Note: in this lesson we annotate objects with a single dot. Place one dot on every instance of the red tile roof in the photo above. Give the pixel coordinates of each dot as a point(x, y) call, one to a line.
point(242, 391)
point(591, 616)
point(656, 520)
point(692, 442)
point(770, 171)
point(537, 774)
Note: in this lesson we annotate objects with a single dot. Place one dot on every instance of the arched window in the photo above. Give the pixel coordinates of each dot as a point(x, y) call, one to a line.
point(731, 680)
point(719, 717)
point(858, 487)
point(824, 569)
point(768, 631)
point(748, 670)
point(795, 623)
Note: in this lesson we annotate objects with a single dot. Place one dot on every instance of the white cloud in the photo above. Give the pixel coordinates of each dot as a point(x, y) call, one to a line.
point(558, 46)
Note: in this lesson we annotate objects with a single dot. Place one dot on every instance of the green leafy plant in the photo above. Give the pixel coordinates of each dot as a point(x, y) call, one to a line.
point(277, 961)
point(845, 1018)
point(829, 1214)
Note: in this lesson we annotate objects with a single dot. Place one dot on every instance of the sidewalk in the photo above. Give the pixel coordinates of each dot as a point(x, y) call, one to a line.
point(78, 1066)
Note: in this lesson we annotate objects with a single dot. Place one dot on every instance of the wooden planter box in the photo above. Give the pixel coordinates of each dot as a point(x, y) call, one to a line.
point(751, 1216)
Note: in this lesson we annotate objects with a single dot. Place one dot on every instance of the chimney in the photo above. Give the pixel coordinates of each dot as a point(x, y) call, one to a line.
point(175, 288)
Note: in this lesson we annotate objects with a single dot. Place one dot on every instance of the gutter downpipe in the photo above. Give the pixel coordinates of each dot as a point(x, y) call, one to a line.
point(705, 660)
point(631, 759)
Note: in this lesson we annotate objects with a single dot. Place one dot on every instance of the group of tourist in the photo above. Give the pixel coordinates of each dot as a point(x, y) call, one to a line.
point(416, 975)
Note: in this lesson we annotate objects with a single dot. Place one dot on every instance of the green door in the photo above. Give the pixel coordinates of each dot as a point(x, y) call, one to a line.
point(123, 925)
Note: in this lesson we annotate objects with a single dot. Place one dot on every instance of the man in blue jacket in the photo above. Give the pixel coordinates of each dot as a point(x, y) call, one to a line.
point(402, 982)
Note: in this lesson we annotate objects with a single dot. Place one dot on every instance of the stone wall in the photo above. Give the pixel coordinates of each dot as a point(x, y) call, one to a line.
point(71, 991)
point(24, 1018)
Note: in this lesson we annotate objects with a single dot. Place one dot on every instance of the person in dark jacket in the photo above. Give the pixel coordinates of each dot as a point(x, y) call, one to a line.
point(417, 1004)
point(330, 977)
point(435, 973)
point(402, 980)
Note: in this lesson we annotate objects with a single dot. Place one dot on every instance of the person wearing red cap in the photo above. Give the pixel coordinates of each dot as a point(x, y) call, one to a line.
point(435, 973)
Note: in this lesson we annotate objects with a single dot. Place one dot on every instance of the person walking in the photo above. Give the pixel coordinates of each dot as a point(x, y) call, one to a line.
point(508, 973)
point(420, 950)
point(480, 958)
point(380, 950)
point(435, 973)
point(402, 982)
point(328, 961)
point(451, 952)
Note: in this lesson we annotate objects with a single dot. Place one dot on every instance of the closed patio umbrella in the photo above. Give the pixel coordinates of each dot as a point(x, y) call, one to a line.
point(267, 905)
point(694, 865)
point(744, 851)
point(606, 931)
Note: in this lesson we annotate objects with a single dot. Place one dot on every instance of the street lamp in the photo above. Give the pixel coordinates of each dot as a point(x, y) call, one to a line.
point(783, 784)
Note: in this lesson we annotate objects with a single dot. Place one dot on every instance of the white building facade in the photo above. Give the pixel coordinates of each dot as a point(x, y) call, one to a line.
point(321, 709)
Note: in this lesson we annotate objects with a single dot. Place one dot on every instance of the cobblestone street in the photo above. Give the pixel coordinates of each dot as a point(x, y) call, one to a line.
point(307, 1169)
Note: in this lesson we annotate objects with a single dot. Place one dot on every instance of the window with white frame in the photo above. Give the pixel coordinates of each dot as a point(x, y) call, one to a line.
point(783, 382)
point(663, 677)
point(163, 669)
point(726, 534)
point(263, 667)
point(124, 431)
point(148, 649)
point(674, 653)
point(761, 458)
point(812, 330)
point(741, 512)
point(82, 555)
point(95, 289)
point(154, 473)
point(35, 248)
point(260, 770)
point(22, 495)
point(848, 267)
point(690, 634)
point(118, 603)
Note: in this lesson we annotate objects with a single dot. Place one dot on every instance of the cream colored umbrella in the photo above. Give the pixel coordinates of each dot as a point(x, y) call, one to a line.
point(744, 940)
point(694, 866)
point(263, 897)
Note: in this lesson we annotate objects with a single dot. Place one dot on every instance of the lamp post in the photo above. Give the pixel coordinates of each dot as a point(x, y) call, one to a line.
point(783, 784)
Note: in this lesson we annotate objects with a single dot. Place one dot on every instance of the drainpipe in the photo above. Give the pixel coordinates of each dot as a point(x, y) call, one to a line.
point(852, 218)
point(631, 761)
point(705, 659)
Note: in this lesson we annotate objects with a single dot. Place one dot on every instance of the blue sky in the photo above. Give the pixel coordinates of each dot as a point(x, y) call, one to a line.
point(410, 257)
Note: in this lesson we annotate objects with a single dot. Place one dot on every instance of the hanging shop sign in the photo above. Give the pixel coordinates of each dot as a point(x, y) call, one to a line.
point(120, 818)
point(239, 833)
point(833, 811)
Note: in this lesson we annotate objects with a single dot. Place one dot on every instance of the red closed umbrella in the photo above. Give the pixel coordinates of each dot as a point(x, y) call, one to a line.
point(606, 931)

====

→ GIVEN EXERCISE:
Reproduce the records in full, exactly as written.

→ ANSWER TO THE TASK:
Note: in this lesson we annotate objects with a single dot. Place one dot on every instance of the red tile roof in the photo above. Give the pixel coordinates of each dot as a point(x, y) call, one to a line.
point(242, 391)
point(591, 616)
point(656, 520)
point(692, 442)
point(770, 171)
point(537, 774)
Note: in this lesson we annotate objects with a single dot. Place one dot on every instance of the arched window in the photo above. Give the pixel coordinates of each dot as a point(x, y) call, one to a line.
point(731, 680)
point(719, 717)
point(858, 487)
point(824, 569)
point(768, 631)
point(748, 670)
point(795, 623)
Note: in this lesson we annotate objects with a single dot. Place one dot on every instance of the white cloud in the photo above. Give the pixel coordinates of each dot as a point(x, y) call, one to a line.
point(558, 46)
Note: in this lesson we annotate objects with a single dot. Place one dot on every instance of the green leafy plant in the photo above. Give the pixel coordinates of each dot as a point(x, y) call, one to a line.
point(277, 961)
point(845, 1018)
point(829, 1214)
Note: in this lesson we annotate objects with a single dot. Place one dot on every instance of the sidewalk in the photo above. Give the pixel coordinates of each dot as a point(x, y) call, one to a line.
point(78, 1066)
Note: in this lesson we annotate objects with a single dot. Place one dot on every instance of the wooden planter box in the photo above. Give the pixel coordinates of each dot as a point(x, y) call, one to a line.
point(751, 1216)
Note: in this lesson we annotate objects with a single dot. Place one dot on every instance of the chimney in the photo above. Give the pixel coordinates of each dot as a point(x, y) call, one to a line.
point(175, 288)
Note: in this lesson we annotate objects with a single dot. Place one dot on every instance of the gutter downpipe in the photo above. Give the pixel coordinates of each dot as a point(x, y) call, one to a line.
point(705, 660)
point(631, 759)
Note: in this lesson we annotate objects with a single dot. Place one dot on every instance of the group of tourist in the photo above. Give the pixel coordinates of each dot as a point(x, y) call, one to a line.
point(416, 975)
Note: in this lesson we annotate objects with a single dot. Place one dot on every instance of the green door in the photo above. Give the pixel coordinates of each dot as a point(x, y) call, one to a line.
point(123, 925)
Note: in this lesson we annotate objects with a single dot. Place one dot on every instance of the man in blue jacket in the photo above. Give the pixel coordinates of each dot as a point(x, y) call, one to a line.
point(402, 982)
Note: in this lesson we annotate objects with a single dot. Place one dot on every instance of the stone wall in the photo above. Give the pixel coordinates of each dot as a point(x, y) call, one to a line.
point(71, 991)
point(24, 1018)
Note: in this lesson we annotate objects with a single dot. Place one dot on every instance of the person in dark jacket in the photo above. Give the pixel coordinates of each dot as a point(x, y) call, one to a line.
point(417, 1004)
point(330, 977)
point(435, 973)
point(402, 980)
Note: in this lesson we annotate objects with a single dot. Place one dot on every instance of the person wearing red cap in the photo above. Give the pixel coordinates of each dot as a point(x, y) call, one to a line.
point(435, 973)
Note: in this lesson we annotate objects with a single dot. Place one dot on every instance of the person walking in the photo above. Give the pixel coordinates of each dot as a point(x, y) call, one to a line.
point(508, 973)
point(420, 950)
point(480, 958)
point(380, 950)
point(435, 973)
point(402, 982)
point(328, 961)
point(451, 952)
Note: in this lesson we annotate objects with a single dot. Place one dot on every instance of the closed patio umbrella in the photo above. Give the pixel coordinates of each dot as a point(x, y) call, one to a line.
point(267, 905)
point(694, 865)
point(744, 851)
point(606, 931)
Note: in this lesson we annotate objects with a single dot. Place one dot on every instance of the street lamp in the photo above. Give the pixel coordinates of each dot as a point(x, y) call, one to a line.
point(783, 784)
Note: in this lesson we annotate objects with a single dot. Place one dot on every instance of the white building facade in the photo above. Give the pixel coordinates of each dot as a point(x, y) call, one to a line.
point(321, 709)
Note: in this lesson we annotate objects with a single dot. Place one dot on every instance of the cobblestone street in the photo above. Give the pixel coordinates of each dot as a point(x, y) call, one to a line.
point(307, 1169)
Note: in this lesson we annotate objects with a single dot. Place one dot on every instance of the window with white frame in the photo above. Give the pixel coordinates of each dot as a point(x, y) call, one to a line.
point(783, 382)
point(663, 677)
point(163, 669)
point(726, 534)
point(263, 667)
point(124, 431)
point(148, 649)
point(674, 653)
point(761, 458)
point(812, 330)
point(741, 512)
point(82, 555)
point(95, 289)
point(154, 473)
point(35, 248)
point(260, 770)
point(22, 495)
point(848, 267)
point(690, 634)
point(118, 603)
Note: in this lesson we annotate objects with a single dot. Place one dot on every instance of the cream colored umbrella in the photo above. Give the pixel coordinates of each dot as a point(x, y) call, one to a line.
point(744, 940)
point(694, 866)
point(263, 897)
Note: in this lesson we annotate objects with a single dot. Place one dot on every instance of the lamp post in the photo above. Give the pixel coordinates of each dot as a point(x, y) call, one to a line.
point(783, 784)
Note: in this lesson we annotate objects with a single dot. Place one dot on every instance of the drainpipe in the photo above. Give the pixel coordinates of each dot as a point(x, y) call, one to a line.
point(852, 218)
point(631, 761)
point(705, 659)
Note: in this lesson we annotate objects with a single dot. Place one dot on every instance of the blue sky in the photo above. Give the pixel coordinates of each dot as a point(x, y) call, one to a line.
point(410, 257)
Note: in this lesson we annotate objects with a single dot. Place one dot on every instance of the hanging shop sign in the photo above. Give the pixel coordinates of each dot as a point(x, y) call, one to a line.
point(120, 818)
point(239, 833)
point(833, 811)
Note: in this lesson we annotate objects with a single dot. Place one dot on every instance of the red closed umbrella in the photo above. Give the pixel coordinates of each dot as a point(x, y) call, one to a line.
point(606, 931)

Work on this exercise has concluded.